#### Recorded data ####
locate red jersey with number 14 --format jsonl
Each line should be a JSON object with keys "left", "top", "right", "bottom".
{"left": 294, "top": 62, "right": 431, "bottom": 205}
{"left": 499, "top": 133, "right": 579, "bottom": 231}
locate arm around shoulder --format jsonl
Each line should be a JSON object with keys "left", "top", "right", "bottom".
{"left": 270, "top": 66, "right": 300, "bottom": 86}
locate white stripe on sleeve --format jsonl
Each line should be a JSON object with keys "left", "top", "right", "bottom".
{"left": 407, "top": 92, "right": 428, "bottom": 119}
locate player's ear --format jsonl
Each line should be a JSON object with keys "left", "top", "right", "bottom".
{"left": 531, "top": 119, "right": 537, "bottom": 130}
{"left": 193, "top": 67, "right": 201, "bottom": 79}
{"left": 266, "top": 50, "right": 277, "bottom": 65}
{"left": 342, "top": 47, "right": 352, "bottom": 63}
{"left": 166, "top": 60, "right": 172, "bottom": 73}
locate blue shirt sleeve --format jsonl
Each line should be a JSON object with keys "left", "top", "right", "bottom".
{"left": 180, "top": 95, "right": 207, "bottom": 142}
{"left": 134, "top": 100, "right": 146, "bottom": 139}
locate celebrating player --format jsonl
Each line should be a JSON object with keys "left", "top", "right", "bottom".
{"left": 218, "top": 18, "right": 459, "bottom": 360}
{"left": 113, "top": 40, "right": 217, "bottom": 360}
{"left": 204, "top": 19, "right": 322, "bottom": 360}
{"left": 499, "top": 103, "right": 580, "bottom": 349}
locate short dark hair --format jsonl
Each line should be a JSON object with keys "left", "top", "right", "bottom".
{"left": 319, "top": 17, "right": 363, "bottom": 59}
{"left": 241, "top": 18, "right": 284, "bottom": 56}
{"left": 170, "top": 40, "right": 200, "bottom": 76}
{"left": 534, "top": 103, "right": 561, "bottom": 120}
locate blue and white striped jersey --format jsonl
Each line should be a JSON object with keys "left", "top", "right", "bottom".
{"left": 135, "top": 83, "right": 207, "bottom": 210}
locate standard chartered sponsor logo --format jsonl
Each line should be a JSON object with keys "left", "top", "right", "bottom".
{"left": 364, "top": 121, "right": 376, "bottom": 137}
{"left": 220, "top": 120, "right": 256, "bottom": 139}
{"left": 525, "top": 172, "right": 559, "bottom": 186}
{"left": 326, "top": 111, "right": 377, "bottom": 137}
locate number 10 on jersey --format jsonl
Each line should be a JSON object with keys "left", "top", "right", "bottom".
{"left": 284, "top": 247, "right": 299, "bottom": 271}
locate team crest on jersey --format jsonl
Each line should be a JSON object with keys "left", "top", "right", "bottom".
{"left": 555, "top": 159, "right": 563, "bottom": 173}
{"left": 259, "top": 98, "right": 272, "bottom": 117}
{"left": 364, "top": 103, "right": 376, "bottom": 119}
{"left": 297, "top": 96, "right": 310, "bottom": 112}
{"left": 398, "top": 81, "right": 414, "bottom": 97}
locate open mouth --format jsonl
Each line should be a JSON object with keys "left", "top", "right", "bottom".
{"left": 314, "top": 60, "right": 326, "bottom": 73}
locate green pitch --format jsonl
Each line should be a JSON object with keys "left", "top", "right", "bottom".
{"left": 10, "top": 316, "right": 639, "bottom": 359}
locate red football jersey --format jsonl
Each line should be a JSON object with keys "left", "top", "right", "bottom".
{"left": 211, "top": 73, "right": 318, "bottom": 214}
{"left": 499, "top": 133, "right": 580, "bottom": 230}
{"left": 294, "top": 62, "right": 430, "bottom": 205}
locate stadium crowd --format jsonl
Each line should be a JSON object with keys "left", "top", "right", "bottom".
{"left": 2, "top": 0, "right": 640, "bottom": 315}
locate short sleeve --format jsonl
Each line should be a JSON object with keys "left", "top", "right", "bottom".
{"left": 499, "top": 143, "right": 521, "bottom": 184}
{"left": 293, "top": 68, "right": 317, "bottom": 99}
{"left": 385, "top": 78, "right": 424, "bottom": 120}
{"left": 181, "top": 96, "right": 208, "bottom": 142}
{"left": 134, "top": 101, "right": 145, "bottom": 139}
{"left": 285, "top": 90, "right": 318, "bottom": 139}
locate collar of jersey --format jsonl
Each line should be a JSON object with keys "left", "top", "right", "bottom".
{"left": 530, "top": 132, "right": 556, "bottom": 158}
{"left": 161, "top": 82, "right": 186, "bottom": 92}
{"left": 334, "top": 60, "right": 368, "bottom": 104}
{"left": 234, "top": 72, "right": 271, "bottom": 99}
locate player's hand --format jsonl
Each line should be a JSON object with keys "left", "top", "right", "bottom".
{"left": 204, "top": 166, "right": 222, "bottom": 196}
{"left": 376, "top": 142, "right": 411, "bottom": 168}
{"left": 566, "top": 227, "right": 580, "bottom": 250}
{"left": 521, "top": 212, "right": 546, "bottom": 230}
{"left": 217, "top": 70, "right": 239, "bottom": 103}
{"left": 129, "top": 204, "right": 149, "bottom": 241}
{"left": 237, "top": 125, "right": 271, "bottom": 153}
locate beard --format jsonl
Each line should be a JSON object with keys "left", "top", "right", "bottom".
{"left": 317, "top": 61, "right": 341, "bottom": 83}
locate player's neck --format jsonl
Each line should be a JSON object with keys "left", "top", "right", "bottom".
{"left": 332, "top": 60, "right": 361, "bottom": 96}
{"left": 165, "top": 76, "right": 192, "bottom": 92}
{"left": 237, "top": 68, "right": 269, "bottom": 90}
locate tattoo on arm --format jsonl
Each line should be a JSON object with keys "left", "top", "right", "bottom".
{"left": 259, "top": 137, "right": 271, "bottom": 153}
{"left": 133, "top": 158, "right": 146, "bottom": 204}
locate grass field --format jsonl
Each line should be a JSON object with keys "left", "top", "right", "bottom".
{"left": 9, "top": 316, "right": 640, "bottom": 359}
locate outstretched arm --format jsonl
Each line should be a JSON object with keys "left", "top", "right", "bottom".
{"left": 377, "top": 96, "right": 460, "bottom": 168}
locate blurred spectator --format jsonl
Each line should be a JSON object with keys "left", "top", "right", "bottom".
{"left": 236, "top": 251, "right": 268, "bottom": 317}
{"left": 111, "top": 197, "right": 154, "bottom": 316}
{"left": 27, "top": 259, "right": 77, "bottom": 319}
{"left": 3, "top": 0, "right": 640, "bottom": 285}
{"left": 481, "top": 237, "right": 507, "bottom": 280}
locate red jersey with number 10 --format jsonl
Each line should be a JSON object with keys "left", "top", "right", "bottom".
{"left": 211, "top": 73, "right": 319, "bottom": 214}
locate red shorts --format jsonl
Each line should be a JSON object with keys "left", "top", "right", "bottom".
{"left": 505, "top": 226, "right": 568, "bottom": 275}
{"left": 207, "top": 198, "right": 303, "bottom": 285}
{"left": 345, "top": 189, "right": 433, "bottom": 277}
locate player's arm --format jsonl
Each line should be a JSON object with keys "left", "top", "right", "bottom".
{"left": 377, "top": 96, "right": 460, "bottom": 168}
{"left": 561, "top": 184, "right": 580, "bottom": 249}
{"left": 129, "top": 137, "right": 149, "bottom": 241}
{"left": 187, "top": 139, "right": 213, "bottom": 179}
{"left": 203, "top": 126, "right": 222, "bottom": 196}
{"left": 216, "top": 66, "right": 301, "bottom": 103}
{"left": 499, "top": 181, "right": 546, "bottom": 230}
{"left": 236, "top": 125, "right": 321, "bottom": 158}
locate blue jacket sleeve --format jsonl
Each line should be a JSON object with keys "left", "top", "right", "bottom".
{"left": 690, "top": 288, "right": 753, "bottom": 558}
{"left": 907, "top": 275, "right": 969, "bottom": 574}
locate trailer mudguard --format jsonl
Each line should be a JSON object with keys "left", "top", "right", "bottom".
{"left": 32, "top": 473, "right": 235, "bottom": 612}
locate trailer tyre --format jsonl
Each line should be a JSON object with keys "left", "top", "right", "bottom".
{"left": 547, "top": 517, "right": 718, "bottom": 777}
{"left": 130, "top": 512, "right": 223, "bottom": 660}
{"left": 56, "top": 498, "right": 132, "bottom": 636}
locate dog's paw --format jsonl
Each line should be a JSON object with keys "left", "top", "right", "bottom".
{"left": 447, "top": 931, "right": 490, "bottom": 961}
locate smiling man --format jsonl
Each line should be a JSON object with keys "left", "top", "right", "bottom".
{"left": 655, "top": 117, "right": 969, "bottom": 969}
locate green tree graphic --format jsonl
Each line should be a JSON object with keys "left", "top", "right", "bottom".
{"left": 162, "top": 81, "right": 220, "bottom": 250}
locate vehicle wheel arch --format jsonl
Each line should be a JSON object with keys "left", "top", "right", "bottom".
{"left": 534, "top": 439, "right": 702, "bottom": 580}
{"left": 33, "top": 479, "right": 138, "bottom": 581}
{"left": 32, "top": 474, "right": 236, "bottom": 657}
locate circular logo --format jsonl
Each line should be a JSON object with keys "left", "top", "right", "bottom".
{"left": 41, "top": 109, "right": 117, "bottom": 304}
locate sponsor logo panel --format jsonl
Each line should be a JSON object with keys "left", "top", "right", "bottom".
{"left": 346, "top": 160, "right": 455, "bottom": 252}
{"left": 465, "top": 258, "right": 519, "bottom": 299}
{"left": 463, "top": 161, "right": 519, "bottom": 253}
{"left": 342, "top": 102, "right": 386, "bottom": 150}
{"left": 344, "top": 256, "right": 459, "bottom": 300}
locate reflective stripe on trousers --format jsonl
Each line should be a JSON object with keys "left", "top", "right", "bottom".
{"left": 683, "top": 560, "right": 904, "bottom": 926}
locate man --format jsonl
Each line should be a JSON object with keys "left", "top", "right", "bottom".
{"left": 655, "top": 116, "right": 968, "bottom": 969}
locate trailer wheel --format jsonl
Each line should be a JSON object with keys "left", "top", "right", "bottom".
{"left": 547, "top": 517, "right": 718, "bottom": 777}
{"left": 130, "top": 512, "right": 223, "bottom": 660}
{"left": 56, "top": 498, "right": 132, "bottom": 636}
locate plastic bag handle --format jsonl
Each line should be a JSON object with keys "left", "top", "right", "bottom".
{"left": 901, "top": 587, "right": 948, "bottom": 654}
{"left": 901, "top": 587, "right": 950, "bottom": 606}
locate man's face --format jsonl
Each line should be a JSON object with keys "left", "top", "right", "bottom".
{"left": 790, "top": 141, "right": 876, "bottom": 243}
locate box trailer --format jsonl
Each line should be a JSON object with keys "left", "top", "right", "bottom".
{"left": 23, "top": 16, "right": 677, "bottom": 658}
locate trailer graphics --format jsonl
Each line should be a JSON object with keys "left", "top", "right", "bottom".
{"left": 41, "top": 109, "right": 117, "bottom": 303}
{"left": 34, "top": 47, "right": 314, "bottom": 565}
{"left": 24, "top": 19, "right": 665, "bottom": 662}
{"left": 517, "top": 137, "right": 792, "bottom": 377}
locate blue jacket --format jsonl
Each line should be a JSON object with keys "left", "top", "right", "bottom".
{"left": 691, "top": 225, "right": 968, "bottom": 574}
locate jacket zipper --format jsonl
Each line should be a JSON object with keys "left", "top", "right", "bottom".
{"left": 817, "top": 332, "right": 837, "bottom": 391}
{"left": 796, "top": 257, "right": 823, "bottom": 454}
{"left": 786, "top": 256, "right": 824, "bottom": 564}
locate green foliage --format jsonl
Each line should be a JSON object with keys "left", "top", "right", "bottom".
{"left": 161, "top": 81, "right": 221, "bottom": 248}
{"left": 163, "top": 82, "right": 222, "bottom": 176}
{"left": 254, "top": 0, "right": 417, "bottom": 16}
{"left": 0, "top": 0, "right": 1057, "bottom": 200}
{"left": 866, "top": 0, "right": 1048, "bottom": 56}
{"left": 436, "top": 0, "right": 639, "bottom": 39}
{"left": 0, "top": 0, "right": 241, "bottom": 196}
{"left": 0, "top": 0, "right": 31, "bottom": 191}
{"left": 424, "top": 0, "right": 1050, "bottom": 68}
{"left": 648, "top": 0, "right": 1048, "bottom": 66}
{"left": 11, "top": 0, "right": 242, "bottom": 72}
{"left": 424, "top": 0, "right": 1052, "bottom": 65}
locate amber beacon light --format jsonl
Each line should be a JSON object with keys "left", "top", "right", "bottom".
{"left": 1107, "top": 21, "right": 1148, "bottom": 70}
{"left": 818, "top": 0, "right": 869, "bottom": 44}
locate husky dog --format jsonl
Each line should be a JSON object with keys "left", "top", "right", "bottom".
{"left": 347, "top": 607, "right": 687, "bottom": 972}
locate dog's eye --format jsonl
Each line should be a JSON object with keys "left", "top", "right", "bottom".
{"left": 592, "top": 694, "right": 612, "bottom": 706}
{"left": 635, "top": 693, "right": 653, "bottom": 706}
####
(What you have to do):
Each line from the one containing "locate husky dog --format jsonl" through the end of the entries, both included, is to be returned exactly, with no other lines.

(Answer to this task):
locate husky dog --format jsonl
Each line should be a JSON object with keys "left", "top", "right", "bottom".
{"left": 347, "top": 607, "right": 687, "bottom": 972}
locate dog's eye --format jsonl
Each line should be a JSON object with keys "left", "top", "right", "bottom".
{"left": 592, "top": 694, "right": 612, "bottom": 706}
{"left": 635, "top": 693, "right": 653, "bottom": 706}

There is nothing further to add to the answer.